# Consigne
Indiquez, s'il vous plaît, si chacune des affirmations suivantes concorde avec le texte sur le Maroc et la CEDEAO, en répondant par oui ou non et en citant les mots décisifs du texte : (a) le Maroc siège comme membre permanent au Conseil de Sécurité de l'ONU ; (b) le Maroc a mené des actions de solidarité pendant la pandémie d'Ebola ; (c) la plupart des pays membres de la CEDEAO reconnaissent encore le Sahara Occidental.
---------- Texte fourni ----------
Fort de son statut d’Observateur à la CEDEAO, de Membre non permanent au Conseil de Sécurité de l’ONU, de son appartenance au Maghreb et à la région sahélo-saharienne, le Royaume est devenu un acteur clé dans la stabilité, la paix et le développement dans la région. Il a été impliqué fortement dans des opérations dans la région notamment en Côte d’Ivoire (ONUCI) et aux efforts de médiation pour la résolution des conflits (médiation dans la crise des pays du Fleuve Mano, contribution à la résolution de la crise institutionnelle grave en Guinée en 2009-2010 et la stabilisation de la Guinée Bissau…). Le Maroc a, de même, entrepris des actions de solidarité avec les pays de la région, notamment durant la période de la pandémie d’Ebola, et face aux catastrophes naturelles que certains pays ont connues
CE QUE JE PENSE
A la lumière de ce qui vient d’être exposé ci haut, on peut affirmer sans risque de se tromper que les autorités marocaines, ont bien évaluées les contours économiques et géopolitique de la situation ouest-africaine avant de faire cette demande d’adhésion historique. A l’heure où les autres pays du Maghreb se tournent davantage vers l’Europe et ne se considèrent africain juste par rapport à la Confédération Africaine de Football (CAF) et aux instances dirigeantes de l’Union Africaine, le Maroc lui se tourne vers l’Afrique subsaharienne et plus particulièrement la C.E.D.E.A.O. Cette dernière constitue en effet, un soutien de poids dans la gestion du conflit qui l’oppose à la République Arabe Sahraouie Démocratique (R.A.S.D.) parrainée par l’Algérie. Il est loisible de rappeler ici qu’à ce jour, seuls deux pays membres de la CEDEAO reconnaissent encore le Sahara Occidental.
---------- Extraits de données ----------
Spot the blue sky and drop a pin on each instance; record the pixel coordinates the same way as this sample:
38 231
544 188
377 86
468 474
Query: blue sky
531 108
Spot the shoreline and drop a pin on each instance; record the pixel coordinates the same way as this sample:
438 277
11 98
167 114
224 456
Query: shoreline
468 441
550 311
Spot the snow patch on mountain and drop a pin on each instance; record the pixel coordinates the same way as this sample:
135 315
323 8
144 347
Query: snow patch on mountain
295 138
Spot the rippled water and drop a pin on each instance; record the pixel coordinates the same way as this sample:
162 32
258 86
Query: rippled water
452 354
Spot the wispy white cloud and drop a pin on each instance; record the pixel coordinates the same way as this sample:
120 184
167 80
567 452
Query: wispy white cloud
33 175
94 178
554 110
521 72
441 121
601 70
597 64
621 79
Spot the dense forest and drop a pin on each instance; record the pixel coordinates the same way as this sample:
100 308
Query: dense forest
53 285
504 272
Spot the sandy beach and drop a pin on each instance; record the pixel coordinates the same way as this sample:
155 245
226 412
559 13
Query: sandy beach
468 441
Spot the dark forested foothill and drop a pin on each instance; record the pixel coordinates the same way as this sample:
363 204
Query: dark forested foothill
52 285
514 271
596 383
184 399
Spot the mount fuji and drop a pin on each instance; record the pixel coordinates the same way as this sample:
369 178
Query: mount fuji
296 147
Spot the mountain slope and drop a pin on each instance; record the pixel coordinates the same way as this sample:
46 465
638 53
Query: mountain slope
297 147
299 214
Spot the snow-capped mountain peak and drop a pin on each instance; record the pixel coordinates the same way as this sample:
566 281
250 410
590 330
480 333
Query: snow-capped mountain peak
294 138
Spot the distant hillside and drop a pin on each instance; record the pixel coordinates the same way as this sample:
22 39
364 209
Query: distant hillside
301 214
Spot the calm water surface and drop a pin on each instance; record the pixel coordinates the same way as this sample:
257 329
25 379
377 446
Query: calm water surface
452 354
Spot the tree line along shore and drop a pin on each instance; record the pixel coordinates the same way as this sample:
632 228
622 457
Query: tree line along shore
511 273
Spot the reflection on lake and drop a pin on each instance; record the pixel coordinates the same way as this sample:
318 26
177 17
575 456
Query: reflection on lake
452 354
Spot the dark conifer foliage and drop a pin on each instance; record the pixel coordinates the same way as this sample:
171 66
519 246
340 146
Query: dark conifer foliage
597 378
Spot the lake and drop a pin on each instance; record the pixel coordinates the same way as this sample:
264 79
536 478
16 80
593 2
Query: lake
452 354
----------
---------- Extraits de données ----------
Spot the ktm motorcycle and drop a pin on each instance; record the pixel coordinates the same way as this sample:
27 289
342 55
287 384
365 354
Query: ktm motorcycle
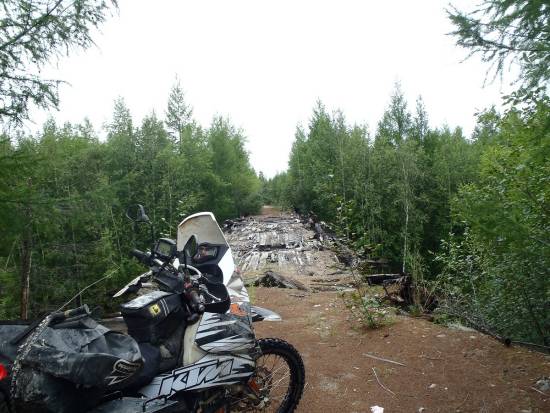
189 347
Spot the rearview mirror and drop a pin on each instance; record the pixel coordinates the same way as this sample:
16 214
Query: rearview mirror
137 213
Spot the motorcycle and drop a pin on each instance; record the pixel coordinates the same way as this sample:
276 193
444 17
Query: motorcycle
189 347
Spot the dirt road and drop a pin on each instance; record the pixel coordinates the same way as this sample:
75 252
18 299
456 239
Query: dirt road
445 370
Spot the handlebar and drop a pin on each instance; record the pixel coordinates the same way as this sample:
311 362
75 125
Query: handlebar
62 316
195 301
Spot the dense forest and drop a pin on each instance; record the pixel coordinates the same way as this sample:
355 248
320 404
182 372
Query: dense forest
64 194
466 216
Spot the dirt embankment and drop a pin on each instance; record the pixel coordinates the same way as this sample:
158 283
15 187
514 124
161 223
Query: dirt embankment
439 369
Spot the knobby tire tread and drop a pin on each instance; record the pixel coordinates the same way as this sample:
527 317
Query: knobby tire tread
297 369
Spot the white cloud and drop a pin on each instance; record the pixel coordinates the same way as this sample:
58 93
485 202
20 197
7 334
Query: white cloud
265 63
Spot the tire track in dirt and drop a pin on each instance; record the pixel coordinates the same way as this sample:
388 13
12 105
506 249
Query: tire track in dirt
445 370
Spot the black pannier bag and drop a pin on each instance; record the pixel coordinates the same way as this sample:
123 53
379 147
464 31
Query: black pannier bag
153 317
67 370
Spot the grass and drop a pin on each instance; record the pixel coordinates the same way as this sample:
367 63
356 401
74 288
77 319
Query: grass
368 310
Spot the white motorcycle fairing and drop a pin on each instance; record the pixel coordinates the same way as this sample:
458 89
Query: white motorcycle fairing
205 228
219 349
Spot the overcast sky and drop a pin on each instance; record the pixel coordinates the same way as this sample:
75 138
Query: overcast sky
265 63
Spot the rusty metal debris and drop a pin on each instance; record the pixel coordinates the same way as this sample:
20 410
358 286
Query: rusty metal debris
----------
# Corrigé
(a) Non : « de Membre non permanent au Conseil de Sécurité de l’ONU ».
(b) Oui : « Le Maroc a, de même, entrepris des actions de solidarité avec les pays de la région, notamment durant la période de la pandémie d’Ebola ».
(c) Non : « seuls deux pays membres de la CEDEAO reconnaissent encore le Sahara Occidental ».